(Extracted text)
──────

In an era where social media increasingly serves as a primary news source, a study from Trinity Business School in Ireland and NEOMA Business School in France warns that users can develop entrenched opinions after viewing just a handful of posts—and that those opinions are largely immune to factual correction.
Published in May, the research involved experiments with US-based participants who were shown Instagram-style posts on unfamiliar news topics. The findings indicate that after three to five consistent posts, individuals formed initial opinions that stabilized quickly, with additional information having minimal impact.
The Power of Perceived Expertise
Professor Ashish Kumar Jha of Trinity Business School told Euronews' fact-checking team that the most trusted source on social media is a “celebrity expert”—someone who combines fame with a professional title, such as a White House advisor who is also a doctor. Celebrities and individuals with titles like “Dr.” in their biographies followed closely.
“The thing is, anyone can have any title on Instagram, can call themselves a professor or doctor,” Kumar Jha noted. He pointed to the COVID-19 pandemic as a stark example: “By March 2020, you had millions of people who were self-professed experts and fighting for their positions that we think vaccination is good or we think the vaccination is bad. So how does it happen? How do people become experts overnight?”
The study found that early opinions rely on mental shortcuts such as familiarity and coherence rather than factual accuracy. Once formed, these views persist over time; participants often retained their original stance even after several days. Moreover, people were more likely to engage with information that matched their initial views, while contradictory content was less likely to be believed or shared.

──────

(Dataset)
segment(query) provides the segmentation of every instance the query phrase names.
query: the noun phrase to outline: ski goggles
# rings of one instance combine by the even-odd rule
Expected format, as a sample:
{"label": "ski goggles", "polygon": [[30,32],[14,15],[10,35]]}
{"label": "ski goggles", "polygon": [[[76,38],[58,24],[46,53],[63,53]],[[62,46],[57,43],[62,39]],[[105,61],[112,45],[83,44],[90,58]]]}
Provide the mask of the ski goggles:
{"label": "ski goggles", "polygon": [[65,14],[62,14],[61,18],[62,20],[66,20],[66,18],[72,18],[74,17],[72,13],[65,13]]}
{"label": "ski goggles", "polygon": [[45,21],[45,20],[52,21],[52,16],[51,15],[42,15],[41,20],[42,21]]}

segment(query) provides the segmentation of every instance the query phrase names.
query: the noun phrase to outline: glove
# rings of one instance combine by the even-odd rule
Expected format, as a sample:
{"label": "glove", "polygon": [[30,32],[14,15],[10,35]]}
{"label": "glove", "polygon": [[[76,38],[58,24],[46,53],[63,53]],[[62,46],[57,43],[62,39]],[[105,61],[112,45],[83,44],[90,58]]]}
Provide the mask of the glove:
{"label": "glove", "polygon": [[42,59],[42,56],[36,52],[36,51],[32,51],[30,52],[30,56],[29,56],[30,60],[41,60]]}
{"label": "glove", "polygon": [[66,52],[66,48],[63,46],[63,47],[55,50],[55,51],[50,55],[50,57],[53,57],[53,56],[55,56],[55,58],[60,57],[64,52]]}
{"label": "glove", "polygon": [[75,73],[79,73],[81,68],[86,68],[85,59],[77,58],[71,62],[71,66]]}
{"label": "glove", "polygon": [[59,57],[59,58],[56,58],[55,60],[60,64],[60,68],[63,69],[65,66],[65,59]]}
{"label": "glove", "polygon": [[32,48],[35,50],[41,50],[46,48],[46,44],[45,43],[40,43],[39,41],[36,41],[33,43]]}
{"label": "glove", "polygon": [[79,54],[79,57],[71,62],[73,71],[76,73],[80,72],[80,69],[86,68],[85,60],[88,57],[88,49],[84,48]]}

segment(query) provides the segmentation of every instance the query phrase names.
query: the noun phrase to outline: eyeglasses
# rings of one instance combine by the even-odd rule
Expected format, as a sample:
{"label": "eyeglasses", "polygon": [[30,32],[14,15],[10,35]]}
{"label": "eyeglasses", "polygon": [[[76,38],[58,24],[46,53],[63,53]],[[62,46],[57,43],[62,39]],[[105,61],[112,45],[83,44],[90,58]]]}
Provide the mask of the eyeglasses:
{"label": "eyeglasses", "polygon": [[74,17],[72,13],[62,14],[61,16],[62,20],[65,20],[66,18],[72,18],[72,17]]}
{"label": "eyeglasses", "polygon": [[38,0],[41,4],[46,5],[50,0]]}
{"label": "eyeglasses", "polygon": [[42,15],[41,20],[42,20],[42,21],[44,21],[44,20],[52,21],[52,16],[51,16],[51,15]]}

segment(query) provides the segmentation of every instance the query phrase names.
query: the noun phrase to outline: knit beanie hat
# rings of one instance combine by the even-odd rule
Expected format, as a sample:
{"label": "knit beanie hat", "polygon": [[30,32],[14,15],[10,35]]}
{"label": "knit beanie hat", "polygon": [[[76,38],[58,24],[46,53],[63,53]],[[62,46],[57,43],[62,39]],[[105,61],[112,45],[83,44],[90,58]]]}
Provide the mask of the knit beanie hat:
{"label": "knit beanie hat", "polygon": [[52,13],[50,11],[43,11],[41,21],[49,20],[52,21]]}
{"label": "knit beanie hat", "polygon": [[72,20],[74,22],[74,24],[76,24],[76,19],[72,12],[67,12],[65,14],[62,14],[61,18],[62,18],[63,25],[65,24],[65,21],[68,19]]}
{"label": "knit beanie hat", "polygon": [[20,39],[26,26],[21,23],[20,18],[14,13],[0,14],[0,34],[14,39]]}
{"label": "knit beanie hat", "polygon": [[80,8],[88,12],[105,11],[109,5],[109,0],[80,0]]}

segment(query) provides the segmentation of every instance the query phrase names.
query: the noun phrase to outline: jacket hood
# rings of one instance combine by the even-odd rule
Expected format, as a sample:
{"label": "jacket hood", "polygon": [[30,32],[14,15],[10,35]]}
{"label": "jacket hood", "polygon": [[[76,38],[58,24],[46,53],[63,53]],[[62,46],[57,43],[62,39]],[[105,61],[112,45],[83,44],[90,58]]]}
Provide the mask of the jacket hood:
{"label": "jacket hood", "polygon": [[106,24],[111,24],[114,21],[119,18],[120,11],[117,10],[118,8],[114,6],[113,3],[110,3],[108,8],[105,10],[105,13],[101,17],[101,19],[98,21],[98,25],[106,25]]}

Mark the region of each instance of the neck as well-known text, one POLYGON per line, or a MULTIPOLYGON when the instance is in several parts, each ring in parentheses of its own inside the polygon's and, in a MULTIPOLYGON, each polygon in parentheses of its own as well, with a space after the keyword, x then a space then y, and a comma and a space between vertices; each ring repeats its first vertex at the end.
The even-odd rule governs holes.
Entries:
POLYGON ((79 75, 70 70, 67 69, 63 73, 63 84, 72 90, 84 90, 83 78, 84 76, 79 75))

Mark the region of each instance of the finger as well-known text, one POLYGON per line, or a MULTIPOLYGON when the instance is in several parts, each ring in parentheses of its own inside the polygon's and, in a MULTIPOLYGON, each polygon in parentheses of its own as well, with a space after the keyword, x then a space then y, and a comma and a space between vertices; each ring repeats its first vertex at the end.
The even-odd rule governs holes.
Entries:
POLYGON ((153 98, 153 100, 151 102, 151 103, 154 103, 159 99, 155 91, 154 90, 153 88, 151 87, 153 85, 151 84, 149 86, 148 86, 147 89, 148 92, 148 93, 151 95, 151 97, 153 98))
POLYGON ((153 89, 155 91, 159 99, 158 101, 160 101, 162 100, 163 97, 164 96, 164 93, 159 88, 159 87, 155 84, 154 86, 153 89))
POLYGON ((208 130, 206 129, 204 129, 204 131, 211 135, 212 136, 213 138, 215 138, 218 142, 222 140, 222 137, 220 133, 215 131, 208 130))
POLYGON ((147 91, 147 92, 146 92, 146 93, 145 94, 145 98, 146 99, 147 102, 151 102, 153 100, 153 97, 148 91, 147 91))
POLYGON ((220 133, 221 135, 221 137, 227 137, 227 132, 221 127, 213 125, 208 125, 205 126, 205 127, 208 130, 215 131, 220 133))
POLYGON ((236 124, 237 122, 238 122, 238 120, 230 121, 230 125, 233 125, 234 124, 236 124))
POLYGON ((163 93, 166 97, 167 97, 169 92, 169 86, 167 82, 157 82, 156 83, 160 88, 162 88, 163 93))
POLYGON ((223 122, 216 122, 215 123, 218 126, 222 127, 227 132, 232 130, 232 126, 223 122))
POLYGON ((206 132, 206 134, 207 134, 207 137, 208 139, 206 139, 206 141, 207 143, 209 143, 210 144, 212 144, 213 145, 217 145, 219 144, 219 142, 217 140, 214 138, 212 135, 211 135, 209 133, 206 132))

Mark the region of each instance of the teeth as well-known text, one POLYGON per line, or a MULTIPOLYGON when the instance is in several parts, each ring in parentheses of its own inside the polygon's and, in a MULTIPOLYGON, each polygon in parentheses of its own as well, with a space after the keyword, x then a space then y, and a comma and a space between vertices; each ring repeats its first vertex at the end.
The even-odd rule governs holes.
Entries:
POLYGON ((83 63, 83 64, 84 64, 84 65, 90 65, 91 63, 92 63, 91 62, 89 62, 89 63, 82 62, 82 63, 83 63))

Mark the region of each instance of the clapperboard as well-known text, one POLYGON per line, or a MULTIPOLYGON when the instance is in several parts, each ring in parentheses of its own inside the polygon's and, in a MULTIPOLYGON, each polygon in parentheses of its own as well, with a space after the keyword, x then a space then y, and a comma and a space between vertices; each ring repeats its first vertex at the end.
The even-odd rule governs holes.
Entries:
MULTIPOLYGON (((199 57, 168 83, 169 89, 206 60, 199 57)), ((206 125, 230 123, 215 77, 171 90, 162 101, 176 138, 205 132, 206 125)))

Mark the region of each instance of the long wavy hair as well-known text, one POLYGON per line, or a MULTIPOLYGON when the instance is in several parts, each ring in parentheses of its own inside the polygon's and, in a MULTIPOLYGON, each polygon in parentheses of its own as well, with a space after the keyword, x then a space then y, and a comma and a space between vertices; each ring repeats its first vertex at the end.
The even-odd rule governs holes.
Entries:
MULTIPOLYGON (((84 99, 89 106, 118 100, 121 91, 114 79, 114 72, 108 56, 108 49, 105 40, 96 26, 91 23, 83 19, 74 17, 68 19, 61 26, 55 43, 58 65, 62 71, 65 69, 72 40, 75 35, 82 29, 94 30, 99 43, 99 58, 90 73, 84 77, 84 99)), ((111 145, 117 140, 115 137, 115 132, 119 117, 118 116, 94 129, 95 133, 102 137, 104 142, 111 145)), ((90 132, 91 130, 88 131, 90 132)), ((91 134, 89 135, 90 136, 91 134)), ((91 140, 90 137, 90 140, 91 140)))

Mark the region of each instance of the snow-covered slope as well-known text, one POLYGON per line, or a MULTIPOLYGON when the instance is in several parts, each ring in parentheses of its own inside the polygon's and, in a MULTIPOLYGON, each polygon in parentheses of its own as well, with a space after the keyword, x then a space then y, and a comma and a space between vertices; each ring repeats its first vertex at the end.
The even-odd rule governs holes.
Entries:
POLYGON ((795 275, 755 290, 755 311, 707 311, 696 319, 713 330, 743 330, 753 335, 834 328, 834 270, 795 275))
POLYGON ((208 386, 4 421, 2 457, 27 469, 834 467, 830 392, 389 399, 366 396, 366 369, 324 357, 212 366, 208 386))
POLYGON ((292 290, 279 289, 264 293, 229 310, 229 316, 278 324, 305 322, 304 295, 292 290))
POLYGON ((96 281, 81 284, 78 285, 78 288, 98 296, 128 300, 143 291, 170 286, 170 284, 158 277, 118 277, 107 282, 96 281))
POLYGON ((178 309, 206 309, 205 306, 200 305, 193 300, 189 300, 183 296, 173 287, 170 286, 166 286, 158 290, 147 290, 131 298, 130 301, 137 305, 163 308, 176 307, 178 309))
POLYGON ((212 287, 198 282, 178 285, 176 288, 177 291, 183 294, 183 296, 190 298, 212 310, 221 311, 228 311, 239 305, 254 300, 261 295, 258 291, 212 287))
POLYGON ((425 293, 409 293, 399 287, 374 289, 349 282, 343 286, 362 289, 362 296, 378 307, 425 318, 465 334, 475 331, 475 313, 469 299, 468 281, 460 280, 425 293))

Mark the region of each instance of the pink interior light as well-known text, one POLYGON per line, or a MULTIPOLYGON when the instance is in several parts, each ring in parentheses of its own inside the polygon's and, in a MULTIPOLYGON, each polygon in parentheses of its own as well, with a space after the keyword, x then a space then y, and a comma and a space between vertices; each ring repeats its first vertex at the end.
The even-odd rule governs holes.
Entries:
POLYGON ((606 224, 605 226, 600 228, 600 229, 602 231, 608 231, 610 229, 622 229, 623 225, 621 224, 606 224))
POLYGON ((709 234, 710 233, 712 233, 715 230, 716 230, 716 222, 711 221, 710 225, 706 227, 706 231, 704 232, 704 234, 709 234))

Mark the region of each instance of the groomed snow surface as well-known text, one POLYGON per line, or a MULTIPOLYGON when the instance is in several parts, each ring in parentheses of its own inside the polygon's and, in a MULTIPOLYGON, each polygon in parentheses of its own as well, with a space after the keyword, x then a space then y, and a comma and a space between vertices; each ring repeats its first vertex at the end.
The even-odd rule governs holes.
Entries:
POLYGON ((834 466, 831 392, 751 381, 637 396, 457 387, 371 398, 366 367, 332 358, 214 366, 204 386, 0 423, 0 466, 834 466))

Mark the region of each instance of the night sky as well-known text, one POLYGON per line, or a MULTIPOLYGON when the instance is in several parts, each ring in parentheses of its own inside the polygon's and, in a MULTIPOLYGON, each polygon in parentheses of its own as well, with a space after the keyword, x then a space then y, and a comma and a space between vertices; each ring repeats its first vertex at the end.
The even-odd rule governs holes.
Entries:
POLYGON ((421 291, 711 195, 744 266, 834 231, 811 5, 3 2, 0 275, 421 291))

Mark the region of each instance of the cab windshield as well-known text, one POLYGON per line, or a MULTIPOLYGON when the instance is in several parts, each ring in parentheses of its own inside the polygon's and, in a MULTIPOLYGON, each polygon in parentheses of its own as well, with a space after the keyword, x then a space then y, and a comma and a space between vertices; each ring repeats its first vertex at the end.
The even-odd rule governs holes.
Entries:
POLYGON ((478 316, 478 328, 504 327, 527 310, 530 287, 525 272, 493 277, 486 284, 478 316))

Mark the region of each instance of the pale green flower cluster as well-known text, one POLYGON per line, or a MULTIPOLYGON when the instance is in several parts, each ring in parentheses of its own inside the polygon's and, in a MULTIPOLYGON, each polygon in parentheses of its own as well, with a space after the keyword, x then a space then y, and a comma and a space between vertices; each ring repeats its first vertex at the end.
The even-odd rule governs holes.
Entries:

──────

(Explore the material)
A: Reproduce word for word the stretch of the social media opinion study article from "The Power of" through "biographies followed closely.".
B: Carry the article on social media opinion formation forward from the point where it stops.
The items were drawn from a source unrelated to the article on social media and opinion formation.

(Answers for this exercise)
A:
The Power of Perceived Expertise
Professor Ashish Kumar Jha of Trinity Business School told Euronews' fact-checking team that the most trusted source on social media is a “celebrity expert”—someone who combines fame with a professional title, such as a White House advisor who is also a doctor. Celebrities and individuals with titles like “Dr.” in their biographies followed closely.

B:
Kumar Jha warned that the threshold for believing oneself an expert is “very low,” leading to a cycle of misinformation and disinformation. “Once you start believing you are an expert and thinking like that, you believe every other piece of information that is fact-checking or questioning your beliefs as an attack on your personality,” he said. “Your own beliefs get stronger and stronger, not weaker.”
The findings come as the 2026 Reuters Digital News Report revealed that social media and video networks have become the single most widely used way to access online news worldwide—a trend that had previously been limited to individual countries. This shift has significant implications for Europe, where debates over social media regulation and legal challenges against tech giants are intensifying.
As platforms like Instagram and TikTok continue to shape public discourse, the study underscores the ease with which misinformation can take root. For European policymakers grappling with digital sovereignty and media literacy, the research offers a sobering reminder: in the fast-paced world of social media, first impressions are not only lasting but also dangerously resistant to correction.